[Extrait du document]
◆ ◆ ◆ ◆ ◆

Version française de l'article paru sur IL FATTO: http://www.ilfattoquotidiano.it/2013/02/27/elezioni-2013-kakonomia-degli-elettori-italiani/514645/
Le résultat de
l’élection italienne est étonnant. Son irrationalité
semble mettre en question les fondements mêmes du processus démocratique de
vote. L’Italie est allée aux urnes pour en ressortir ingouvernable.
Ce qui est
irrationnel ce n’est pas tant la montée en force du mouvement protestataire conduit
par le comique Beppe Grillo, à qui on accordera, pour le moment, le bénéfice du
doute. Ce qui devrait plutôt étonner, c’est le vote berlusconien. Près d’un
italien sur quatre a renouvelé son vote à un parti qui a placé en bonne place
sur ses listes des criminels et des incapables impliqués dans une foule de
scandales, un parti de gouvernement qui a provoqué et appuyé la montée en force
de Monti. Ce dernier a ensuite promulgué des impôts que Berlusconi propose
aujourd’hui de rembourser en se posant ainsi comme le sauveur de sa patrie.
Quelle théorie politique et sociale pourrait rendre compte des croyances d’un
italien sur trois, apparemment confiants dans la possibilité du salut par une
telle engeance ?
On vote, en
principe pour défendre ses propres intérêts, pour faire valoir des intérêts
collectifs, pour exprimer une identité ou des valeurs. Nous savons par ailleurs
que tout cela est compliqué parce que le résultat collectif n’est pas
simplement la somme des choix individuels. Il dépend aussi de la manière dont a
été conçue la procédure électorale. Ainsi, l’irrationalité de ce résultat
pourrait être attribuée à la loi électorale italienne. A moins que le facteur
explicatif ne réside dans les mystères de la psychologie, les émotions du gros
peuple qui se laisse aveugler par le pouvoir, ses deniers et ses appels
populistes, par tous ceux qui lui disent qu’ils rembourseront avec leur propre
capital les impôts qui ont été collectés.

◆ ◆ ◆ ◆ ◆

[Travail à faire]
1. Reproduisez fidèlement le passage de l'extrait sur l'élection italienne, de « Quelle théorie politique » à « telle engeance ? ».
2. Réécrivez toutes les lignes des enregistrements, consignes comprises, en multipliant par 0,65 chaque coordonnée x et y des réponses, arrondie à l'entier le plus proche (les demis vers le haut), sans modifier les exemples des consignes. Omettez les images dans votre réponse.
L'extrait et les enregistrements ne proviennent pas de la même source.

[Enregistrements extraits]
◆ ◆ ◆ ◆ ◆

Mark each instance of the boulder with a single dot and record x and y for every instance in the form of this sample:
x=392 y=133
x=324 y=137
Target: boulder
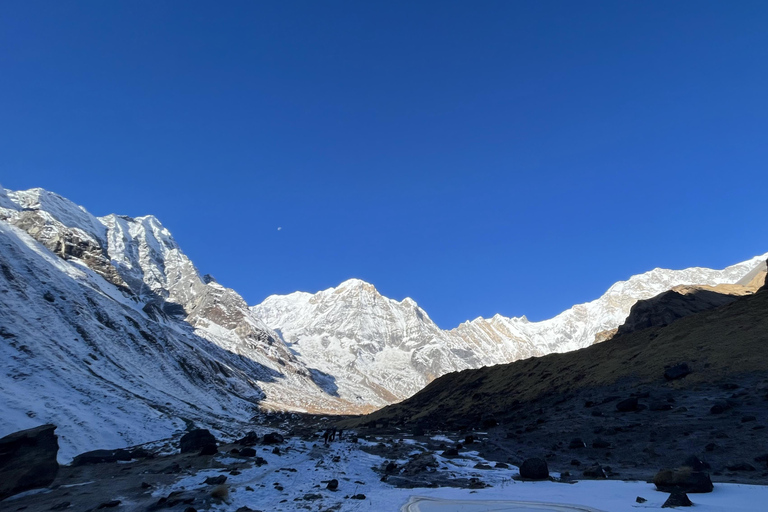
x=595 y=471
x=28 y=460
x=677 y=372
x=272 y=438
x=249 y=439
x=534 y=469
x=101 y=456
x=683 y=479
x=196 y=440
x=628 y=405
x=677 y=499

◆ ◆ ◆ ◆ ◆

[Réponses attendues]
1.
Quelle théorie politique et sociale pourrait rendre compte des croyances d’un
italien sur trois, apparemment confiants dans la possibilité du salut par une
telle engeance ?

2.
Mark each instance of the boulder with a single dot and record x and y for every instance in the form of this sample:
x=392 y=133
x=324 y=137
Target: boulder
x=387 y=306
x=18 y=299
x=440 y=242
x=177 y=285
x=162 y=285
x=347 y=305
x=66 y=296
x=444 y=311
x=127 y=286
x=408 y=263
x=440 y=324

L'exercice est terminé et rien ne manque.